══ Texto fornecido ══

A Constituição da República, em seu artigo 100 e seguintes, estabelece que os precatórios requisitados até 1º de julho de cada ano serão incluídos no orçamento do exercício seguinte e quitados pelo ente devedor até o final do referido ano orçamentário. Trata-se da regra geral, chamada de regime ordinário ou comum.
No artigo 101 do Ato das Disposições Constitucionais Transitórias (ADCT), a exceção que confirma a regra: os entes que em 25/3/15 possuíam precatórios inadimplidos terão até 31/12/24 para saldar suas dívidas, mediante aporte anual suficiente à quitação do “estoque de precatórios”, nunca inferior a percentual da receita corrente líquida previsto na Constituição (1% para municípios das Regiões Norte, Nordeste e Centro-Oeste; 1,5% para municípios das Regiões Sul e Sudeste e Estados, conforme Resolução 303/CNJ).
Tal moratória, infelizmente, é algo que vem se repetindo na história recente do nosso país (seis vezes desde 1988). É que no Brasil há a impressão de que é vantajoso fazer rolagem de dívidas, postergando a solução definitiva do problema. Um cuidadoso olhar sobre os dados de endividamento dos entes públicos com precatórios mostra exatamente o contrário.
Levantamento realizado pela Câmara Nacional de Gestores de Precatórios — órgão de apoio aos presidentes dos Tribunais de Justiça, composto pelos magistrados gestores de precatórios dos 27 tribunais estaduais — relativo ao endividamento dos entes públicos inseridos no regime especial mostra que a situação vem se agravando: em 2020 a dívida (incluindo precatórios estaduais, federais e trabalhistas) era de cerca de R$ 114 bilhões. Em 2021, ultrapassou o patamar de R$ 123 bilhões. Um crescimento de 8,1% que, com a diminuição do prazo para a sua quitação, implicou no aumento do endividamento dos entes.
Ainda de acordo com o estudo, o valor amortizado no exercício de 2020 pelos entes do regime especial deveria ter sido de R$ 22,8 bilhões e, para que a dívida chegasse ao patamar atual, teria ocorrido o incremento de cerca de R$ 32 bilhões de novos precatórios. Mas nesse universo muitas vezes nebuloso da gestão de precatórios há variáveis que escapam da previsibilidade.
Exemplo disso é o caso do Estado de São Paulo: seu comprometimento da RCL para pagamento do aporte anual em 2020 era de 3,36%, cerca de R$ 5,2 bilhões. Mas, por força de medida liminar concedida nos autos da ACO 3.458/STF, o Estado efetuou aporte de apenas R$ 2,3 bilhões, ou 1,5% de sua RCL. Houve, portanto, frustração de quase R$ 3 bilhões previstos para 2020. Para 2021, mantidas as balizas estabelecidas, em vez de R$ 6,5 bilhões (equivalentes a 4,16% de sua RCL), pagará apenas R$ 2,3 bilhões, aumentando o déficit em mais R$ 4,2 bilhões. Em termos práticos, tal decisão joga o prazo de quitação total de precatórios do Estado de São Paulo para 2032.

═══

O que fazer: Passe para o inglês esta frase do texto sobre precatórios: "Tal moratória, infelizmente, é algo que vem se repetindo na história recente do nosso país (seis vezes desde 1988)." O material não tem nenhum papel aqui.

══ Material fornecido ══

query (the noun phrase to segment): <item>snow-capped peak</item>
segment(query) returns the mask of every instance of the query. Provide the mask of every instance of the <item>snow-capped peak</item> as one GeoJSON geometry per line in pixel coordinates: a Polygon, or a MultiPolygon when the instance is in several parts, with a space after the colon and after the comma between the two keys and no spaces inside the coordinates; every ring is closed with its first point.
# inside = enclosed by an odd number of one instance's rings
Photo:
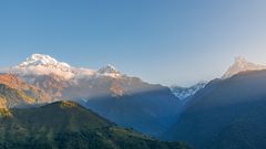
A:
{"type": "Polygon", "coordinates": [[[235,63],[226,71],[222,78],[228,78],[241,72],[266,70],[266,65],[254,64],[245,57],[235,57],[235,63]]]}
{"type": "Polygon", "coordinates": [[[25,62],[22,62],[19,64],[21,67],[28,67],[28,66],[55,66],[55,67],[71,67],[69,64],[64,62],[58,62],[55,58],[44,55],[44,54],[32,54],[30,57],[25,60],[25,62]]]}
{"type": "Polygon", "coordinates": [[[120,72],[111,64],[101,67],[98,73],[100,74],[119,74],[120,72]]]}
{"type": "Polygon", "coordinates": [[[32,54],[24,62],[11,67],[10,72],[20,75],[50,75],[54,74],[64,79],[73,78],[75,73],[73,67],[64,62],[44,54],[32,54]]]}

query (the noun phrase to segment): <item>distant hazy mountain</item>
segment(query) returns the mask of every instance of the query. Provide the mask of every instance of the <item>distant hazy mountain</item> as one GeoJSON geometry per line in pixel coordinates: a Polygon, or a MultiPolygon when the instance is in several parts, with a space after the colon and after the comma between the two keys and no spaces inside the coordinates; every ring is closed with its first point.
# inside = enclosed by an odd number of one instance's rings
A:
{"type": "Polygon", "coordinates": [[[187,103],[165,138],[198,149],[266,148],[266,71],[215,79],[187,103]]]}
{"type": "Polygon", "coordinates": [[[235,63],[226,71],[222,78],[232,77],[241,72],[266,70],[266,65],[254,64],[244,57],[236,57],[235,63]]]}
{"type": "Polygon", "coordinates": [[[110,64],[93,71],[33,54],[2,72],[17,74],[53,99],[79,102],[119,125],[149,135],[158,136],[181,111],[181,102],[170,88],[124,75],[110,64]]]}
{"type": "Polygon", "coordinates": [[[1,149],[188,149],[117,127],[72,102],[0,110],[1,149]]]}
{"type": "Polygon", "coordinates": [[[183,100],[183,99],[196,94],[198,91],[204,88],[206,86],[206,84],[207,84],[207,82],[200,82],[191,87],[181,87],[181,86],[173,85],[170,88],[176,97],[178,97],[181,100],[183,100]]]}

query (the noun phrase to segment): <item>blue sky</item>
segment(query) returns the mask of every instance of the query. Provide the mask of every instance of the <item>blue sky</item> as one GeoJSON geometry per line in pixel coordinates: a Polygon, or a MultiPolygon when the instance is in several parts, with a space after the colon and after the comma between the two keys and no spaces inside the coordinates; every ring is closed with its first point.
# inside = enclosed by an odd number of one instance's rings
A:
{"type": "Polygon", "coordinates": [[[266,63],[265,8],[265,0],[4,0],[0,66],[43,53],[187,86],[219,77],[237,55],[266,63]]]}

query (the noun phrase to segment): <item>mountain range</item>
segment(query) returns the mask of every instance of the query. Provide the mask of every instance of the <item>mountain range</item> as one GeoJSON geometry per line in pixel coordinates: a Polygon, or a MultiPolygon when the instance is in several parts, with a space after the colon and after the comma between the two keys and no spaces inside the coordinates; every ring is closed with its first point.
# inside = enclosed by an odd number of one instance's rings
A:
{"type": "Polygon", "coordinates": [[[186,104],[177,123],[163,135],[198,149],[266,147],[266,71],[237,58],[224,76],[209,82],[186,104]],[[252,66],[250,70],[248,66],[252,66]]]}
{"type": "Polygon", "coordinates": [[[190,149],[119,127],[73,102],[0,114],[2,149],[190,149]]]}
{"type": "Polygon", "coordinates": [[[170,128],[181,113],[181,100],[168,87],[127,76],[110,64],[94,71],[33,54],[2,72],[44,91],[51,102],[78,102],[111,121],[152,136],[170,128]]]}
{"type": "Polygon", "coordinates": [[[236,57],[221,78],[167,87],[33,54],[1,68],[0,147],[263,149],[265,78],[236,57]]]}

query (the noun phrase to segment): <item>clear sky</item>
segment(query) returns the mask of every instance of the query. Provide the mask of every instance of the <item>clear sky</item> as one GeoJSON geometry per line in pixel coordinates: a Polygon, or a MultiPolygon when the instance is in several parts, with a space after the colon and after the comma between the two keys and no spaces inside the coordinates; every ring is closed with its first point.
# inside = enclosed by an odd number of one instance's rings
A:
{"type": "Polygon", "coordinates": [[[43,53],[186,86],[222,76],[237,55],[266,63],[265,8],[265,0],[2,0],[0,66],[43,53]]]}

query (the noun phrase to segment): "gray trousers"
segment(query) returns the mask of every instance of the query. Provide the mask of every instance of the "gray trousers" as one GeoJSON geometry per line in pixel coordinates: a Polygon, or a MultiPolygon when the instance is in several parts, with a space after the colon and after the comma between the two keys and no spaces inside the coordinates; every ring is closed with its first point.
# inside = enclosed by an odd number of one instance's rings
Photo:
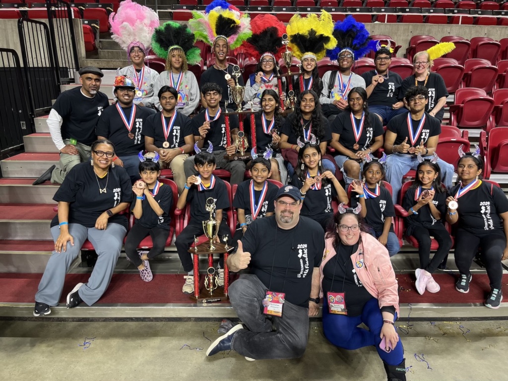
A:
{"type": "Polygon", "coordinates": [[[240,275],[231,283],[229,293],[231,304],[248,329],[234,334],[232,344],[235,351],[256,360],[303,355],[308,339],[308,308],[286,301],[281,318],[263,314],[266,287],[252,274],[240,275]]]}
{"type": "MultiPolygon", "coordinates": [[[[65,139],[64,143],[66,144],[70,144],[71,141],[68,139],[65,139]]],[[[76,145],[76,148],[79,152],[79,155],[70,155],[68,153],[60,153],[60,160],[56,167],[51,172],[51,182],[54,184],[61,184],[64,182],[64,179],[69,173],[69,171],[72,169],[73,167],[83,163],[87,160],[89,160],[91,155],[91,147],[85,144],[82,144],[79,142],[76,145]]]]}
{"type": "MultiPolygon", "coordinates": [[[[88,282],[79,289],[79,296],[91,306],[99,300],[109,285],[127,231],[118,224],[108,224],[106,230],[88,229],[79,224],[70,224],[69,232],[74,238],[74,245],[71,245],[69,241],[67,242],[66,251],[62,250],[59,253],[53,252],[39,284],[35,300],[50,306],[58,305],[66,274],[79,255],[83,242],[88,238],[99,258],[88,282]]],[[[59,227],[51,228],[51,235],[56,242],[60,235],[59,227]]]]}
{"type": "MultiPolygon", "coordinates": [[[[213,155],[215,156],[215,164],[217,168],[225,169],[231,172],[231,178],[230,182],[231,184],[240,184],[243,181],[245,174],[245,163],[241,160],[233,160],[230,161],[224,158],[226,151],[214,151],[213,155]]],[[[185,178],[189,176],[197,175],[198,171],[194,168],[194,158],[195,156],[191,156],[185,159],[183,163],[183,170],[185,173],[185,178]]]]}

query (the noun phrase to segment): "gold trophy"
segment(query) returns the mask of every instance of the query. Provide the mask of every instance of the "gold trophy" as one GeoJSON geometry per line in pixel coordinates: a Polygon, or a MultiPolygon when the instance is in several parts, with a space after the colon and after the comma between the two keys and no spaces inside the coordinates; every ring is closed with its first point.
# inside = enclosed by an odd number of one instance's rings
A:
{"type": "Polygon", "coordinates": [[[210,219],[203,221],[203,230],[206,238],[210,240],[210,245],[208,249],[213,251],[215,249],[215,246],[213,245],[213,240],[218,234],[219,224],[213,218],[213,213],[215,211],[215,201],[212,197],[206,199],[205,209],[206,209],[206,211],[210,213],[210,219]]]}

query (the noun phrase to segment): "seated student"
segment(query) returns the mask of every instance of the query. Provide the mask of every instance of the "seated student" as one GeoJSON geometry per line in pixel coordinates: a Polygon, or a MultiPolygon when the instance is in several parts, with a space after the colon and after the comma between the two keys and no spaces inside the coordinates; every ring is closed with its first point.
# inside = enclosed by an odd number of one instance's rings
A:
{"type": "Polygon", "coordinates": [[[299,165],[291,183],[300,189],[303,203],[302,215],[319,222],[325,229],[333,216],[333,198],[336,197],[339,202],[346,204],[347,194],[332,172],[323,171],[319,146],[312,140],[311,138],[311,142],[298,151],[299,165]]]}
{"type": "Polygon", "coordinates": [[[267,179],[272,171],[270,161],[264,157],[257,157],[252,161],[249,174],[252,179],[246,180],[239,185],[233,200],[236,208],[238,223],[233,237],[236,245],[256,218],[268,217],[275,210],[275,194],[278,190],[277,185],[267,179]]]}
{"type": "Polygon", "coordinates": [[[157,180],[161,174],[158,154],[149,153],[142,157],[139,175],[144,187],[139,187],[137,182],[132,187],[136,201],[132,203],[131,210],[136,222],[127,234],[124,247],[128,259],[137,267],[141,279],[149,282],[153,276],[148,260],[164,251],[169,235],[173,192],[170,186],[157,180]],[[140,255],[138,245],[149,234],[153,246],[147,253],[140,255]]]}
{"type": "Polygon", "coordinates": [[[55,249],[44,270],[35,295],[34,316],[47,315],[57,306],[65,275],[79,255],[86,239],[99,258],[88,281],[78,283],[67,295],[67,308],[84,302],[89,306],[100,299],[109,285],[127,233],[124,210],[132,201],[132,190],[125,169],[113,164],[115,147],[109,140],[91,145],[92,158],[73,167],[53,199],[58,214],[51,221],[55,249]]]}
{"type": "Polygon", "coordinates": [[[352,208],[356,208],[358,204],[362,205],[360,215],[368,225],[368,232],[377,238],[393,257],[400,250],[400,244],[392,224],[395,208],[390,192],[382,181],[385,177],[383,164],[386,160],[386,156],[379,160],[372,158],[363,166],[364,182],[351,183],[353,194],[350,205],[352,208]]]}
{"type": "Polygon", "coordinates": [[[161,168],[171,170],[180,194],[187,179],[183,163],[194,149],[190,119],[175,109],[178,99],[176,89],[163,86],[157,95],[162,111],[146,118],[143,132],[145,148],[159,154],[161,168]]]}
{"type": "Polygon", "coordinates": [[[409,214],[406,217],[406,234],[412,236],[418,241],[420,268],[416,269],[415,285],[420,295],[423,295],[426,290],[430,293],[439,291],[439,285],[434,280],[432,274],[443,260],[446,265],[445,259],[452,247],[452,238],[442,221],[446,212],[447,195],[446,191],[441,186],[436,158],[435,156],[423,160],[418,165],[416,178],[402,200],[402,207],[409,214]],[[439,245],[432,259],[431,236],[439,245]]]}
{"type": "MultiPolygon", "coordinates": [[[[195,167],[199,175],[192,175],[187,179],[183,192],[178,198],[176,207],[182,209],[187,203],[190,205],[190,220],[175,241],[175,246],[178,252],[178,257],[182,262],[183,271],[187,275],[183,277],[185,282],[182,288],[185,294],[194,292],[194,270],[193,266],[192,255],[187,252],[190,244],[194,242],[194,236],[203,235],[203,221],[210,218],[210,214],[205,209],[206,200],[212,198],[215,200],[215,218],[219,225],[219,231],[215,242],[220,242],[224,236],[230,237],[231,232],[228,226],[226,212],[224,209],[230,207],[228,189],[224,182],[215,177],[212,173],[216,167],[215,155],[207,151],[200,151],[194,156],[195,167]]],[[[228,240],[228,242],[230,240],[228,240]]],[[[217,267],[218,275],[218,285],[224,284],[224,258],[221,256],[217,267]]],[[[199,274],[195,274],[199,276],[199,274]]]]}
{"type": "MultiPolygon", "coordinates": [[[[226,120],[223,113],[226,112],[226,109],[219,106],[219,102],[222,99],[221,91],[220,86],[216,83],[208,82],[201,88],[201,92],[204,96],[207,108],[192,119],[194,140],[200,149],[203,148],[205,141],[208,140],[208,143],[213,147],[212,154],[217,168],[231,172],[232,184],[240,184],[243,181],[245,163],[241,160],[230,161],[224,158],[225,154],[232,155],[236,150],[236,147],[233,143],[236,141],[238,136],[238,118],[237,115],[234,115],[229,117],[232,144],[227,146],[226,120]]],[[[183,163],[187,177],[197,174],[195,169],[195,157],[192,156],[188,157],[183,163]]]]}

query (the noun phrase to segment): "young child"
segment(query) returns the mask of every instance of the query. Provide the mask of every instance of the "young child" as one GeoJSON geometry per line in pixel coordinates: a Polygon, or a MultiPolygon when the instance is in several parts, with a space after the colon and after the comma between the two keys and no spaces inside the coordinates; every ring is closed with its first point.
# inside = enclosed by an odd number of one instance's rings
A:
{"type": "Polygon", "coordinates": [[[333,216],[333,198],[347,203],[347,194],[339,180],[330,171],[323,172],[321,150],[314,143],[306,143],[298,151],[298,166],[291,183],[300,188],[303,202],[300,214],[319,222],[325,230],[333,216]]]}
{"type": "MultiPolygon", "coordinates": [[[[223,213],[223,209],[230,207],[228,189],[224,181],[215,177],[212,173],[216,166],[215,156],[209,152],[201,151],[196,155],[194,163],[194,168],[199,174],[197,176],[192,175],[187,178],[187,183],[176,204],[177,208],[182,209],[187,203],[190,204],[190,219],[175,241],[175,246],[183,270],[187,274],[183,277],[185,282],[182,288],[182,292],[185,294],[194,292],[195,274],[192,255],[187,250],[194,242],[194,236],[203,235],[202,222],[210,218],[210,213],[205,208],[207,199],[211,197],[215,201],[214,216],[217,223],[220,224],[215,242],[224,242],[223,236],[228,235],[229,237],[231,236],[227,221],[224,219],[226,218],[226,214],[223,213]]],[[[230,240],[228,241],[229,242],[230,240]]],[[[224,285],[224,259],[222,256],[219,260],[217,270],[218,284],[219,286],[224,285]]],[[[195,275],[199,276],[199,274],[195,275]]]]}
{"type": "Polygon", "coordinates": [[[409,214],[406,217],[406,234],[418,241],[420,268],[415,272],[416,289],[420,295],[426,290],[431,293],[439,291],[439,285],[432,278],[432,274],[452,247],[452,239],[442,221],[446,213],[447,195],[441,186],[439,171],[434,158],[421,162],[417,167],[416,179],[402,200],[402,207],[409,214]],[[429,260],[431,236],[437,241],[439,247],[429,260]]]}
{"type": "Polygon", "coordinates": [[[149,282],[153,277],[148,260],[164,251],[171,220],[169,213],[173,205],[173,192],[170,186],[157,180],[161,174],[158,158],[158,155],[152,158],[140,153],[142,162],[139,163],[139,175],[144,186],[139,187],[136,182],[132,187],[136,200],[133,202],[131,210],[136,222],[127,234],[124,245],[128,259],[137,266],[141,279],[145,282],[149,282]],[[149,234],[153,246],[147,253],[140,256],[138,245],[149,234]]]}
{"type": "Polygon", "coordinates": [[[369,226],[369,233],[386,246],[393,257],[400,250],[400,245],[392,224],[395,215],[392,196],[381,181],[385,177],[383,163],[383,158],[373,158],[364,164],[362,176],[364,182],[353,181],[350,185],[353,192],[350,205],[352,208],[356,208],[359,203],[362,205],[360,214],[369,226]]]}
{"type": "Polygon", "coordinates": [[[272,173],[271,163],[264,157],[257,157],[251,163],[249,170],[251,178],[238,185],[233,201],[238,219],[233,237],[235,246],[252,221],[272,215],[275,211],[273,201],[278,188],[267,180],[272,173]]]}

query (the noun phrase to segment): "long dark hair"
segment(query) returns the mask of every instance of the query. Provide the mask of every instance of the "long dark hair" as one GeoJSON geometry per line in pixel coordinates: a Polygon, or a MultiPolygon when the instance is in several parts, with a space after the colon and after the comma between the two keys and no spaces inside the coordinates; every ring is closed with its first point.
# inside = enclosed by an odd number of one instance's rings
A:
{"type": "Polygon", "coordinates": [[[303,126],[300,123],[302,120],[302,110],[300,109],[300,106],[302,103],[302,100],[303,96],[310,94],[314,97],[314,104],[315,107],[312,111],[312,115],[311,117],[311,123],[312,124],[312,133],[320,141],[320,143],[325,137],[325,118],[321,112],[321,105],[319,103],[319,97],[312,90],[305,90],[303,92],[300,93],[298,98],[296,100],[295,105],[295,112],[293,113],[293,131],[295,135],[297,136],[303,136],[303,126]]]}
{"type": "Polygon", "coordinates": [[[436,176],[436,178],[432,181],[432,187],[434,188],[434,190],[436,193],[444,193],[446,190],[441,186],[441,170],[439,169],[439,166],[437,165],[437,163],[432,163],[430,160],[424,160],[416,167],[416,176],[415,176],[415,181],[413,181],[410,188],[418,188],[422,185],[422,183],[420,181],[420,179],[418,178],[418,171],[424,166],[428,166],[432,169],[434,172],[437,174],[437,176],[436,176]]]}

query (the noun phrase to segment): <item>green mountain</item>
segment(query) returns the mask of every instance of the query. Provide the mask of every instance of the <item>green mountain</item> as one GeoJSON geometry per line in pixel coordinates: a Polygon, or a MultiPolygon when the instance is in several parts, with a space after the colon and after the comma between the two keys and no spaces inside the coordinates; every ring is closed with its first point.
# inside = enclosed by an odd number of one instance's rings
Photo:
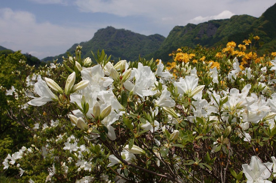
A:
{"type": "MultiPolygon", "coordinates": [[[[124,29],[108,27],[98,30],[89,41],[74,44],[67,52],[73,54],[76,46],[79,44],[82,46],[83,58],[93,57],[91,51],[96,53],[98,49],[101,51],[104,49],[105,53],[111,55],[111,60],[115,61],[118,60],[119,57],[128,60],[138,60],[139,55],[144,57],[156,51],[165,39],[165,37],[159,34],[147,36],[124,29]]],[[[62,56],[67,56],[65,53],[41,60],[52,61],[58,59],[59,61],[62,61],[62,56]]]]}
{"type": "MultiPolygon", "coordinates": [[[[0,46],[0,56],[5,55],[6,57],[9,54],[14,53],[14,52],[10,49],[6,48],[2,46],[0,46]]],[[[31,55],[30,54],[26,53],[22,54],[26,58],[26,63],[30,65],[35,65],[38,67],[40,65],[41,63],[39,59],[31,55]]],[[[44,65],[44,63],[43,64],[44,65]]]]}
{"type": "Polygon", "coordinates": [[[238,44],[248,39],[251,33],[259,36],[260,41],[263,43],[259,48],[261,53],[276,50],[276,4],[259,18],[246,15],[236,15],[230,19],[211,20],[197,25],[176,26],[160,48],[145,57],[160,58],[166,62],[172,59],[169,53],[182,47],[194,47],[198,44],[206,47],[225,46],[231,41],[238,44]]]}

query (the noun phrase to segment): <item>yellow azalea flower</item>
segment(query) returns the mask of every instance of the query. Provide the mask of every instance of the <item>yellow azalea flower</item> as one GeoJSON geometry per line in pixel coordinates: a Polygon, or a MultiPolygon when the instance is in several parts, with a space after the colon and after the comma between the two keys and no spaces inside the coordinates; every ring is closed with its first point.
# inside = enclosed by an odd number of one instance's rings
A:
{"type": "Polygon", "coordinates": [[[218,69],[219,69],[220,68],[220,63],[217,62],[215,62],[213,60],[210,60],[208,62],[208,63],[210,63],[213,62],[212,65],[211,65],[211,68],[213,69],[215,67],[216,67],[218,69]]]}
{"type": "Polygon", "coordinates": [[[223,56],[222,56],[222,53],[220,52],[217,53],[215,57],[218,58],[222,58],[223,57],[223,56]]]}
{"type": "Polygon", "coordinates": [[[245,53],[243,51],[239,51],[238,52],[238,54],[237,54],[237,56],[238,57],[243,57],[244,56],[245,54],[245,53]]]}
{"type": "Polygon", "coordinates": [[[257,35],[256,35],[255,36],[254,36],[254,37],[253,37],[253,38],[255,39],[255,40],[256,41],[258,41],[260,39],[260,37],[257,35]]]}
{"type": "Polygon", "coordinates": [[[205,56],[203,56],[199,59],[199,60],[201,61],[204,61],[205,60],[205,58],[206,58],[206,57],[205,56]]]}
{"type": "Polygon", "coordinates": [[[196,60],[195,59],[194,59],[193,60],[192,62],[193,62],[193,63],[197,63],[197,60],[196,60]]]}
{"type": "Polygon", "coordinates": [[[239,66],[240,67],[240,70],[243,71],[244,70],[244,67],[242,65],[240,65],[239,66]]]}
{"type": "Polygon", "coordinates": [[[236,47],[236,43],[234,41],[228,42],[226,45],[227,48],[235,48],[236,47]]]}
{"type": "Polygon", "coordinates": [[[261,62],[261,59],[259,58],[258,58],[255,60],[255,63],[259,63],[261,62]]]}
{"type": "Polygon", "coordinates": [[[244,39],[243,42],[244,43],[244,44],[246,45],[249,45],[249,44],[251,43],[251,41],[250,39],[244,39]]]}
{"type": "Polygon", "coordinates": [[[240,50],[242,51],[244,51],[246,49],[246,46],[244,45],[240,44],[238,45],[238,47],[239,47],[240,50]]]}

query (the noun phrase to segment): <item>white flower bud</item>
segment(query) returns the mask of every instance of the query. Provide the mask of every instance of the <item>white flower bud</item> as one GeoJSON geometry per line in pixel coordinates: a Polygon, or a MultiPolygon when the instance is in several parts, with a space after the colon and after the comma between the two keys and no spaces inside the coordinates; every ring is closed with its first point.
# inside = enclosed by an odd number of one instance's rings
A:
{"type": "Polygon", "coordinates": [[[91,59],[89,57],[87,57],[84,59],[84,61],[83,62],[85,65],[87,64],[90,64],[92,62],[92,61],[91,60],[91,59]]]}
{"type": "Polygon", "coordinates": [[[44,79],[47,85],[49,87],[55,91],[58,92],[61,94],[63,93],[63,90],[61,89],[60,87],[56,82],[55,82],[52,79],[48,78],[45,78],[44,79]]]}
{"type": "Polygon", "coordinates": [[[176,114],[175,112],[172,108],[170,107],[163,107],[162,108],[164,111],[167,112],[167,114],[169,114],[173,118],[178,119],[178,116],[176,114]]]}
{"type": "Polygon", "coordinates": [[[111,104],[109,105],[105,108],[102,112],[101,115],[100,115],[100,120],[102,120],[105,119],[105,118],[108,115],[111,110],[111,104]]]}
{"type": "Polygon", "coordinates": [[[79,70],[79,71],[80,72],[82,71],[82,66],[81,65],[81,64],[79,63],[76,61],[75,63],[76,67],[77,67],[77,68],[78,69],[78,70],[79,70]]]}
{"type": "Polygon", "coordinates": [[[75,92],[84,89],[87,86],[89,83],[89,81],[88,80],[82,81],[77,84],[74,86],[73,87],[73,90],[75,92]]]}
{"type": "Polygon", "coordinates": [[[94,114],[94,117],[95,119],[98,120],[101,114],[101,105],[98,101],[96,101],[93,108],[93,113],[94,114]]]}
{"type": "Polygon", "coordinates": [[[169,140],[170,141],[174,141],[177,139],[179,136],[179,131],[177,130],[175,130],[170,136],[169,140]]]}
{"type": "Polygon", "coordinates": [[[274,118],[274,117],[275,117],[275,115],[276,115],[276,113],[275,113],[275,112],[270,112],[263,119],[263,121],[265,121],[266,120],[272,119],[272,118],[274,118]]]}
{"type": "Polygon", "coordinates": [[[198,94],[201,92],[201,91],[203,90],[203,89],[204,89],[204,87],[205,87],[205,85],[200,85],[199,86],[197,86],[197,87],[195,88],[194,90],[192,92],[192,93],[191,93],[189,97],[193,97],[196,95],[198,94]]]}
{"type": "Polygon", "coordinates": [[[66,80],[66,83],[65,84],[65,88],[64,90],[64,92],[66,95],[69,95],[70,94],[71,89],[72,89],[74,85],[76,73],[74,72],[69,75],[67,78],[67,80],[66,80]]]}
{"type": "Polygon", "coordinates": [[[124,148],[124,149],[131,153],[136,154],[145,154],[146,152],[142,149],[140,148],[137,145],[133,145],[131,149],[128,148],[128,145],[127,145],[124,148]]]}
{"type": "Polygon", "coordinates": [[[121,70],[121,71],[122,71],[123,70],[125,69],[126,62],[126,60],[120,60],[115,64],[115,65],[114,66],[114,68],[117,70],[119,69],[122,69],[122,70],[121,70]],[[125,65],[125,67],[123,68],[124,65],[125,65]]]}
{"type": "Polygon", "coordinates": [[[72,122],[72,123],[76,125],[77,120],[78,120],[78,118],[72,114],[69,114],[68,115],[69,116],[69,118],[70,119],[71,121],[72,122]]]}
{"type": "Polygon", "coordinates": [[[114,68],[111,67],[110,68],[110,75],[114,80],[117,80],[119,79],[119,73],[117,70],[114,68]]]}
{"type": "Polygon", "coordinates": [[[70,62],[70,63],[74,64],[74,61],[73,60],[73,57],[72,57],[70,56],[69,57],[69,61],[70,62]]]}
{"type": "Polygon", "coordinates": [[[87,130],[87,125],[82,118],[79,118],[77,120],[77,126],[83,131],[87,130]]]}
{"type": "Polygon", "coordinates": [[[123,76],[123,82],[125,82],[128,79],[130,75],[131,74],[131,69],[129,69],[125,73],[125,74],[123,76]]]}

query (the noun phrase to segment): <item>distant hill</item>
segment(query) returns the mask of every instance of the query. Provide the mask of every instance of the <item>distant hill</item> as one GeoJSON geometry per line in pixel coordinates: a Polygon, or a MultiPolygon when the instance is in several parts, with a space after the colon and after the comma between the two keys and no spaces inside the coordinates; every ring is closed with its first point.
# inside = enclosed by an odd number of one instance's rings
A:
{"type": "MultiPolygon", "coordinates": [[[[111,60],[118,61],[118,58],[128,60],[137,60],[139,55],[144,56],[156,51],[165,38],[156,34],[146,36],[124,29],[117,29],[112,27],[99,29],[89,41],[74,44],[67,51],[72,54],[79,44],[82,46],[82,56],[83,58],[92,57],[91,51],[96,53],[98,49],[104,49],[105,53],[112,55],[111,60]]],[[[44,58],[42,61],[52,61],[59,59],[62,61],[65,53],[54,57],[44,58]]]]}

═══

Resolução: Such a moratorium, unfortunately, is something that has been recurring in our country's recent history (six times since 1988).